----- Metin Parçası

Yazarlar G.Saray için ne yazdı
G.Saray, Ali Sami Yen'de konuk ettiği Bursaspor'u iki golle yenip 3 puanı aldı... Kötü futbol ve şans golleri için spor yorumcuları şunları yazdı
G.Saray, Bursa karşısında kötü de oynasa 2-1 kazanıp zirve takibini sürdürdü... Ali Sami Yen'deki karşılaşma için spor yazarları köşelerinde şu görüşleri kaleme aldı..
İşte çarpıcı yorumlar...
RIDVAN DİLMEN-//MİLLİYET
Açıkcası dün akşamki kadar temposuz bir maç hiç görmemiştim. Maçta ne güzel bir, hareket ne güzel bir organizasyon vardı...
Ligin ikinci yarısında maçlar genelde tempolu ve zevkli geçiyordu. Takımlar iyi ya da kötü oynuyorlardı ama tempo hep yüksekti. Açıkcası dün akşamki kadar temposuz bir maç hiç görmemiştim. Maçta ne güzel bir hareket, ne güzel bir organizasyon vardı.

----------
----- Sağlanan Bilgiler

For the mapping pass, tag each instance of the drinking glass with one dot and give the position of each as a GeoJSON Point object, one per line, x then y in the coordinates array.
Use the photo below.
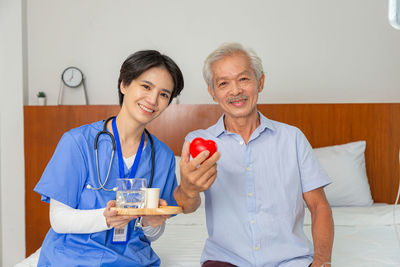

----------

G.Saray'ın Bursaspor maçına ilişkin yazar yorumlarını aktaran metni, son cümlesinden sonra kaldığı yerden devam ettiriniz.

Goller deseniz zaten bir garipti. Fazla korner atışı da olmadı. Galatasaray maçın başında bulduğu iki sürpriz golden sonra ataktan sonra Konya deplasmanındaki gibi skoru korumayı tercih etti. Bülent Korkmaz 2-0 olunca önce Aydın’ı sonra Kewell’ı çıkarıp Mehmet Güven ve Volkan’ı alarak oyunu tamamen yarı sahasında kabullendi. Perşembe günü Hamburg ile oynanacak önemli maç nedeniyle Arda dinlendirildi, Baros ve Kewell erken çıktı.
Galatasaray gibi takımlar iki farklı öne geçtiklerinde çok rahat kontratak yapmaları gerekiyor. Ancak bunu ne Konya’da, ne de Bursa önünde göremedik. Galatasaray seyircisi Bülent hocadan sonra hep yüreği ağzında maç izliyor. Çok pas yapan Galatasaray’dan eser yok, hızlı hücuma çıkan Galatasaray’dan eser yok. Hele Arda da olmayınca ileride top tutacak kimse kalmadı. Kewell, Nonda ve Lincoln fizik olarak yetersiz kalınca kolay maç zora girdi. İki bek Hakan Balta ile Serkan Kurtulmuş rakip yarı alana geçmedi desek yeridir. Bu da takımın ileride çoğalmasını engelledi. Kısacası rakiplerine karşı bu kadar mahkum oynamak ilerisi için Galatasaray adına endişe verici sinyaller.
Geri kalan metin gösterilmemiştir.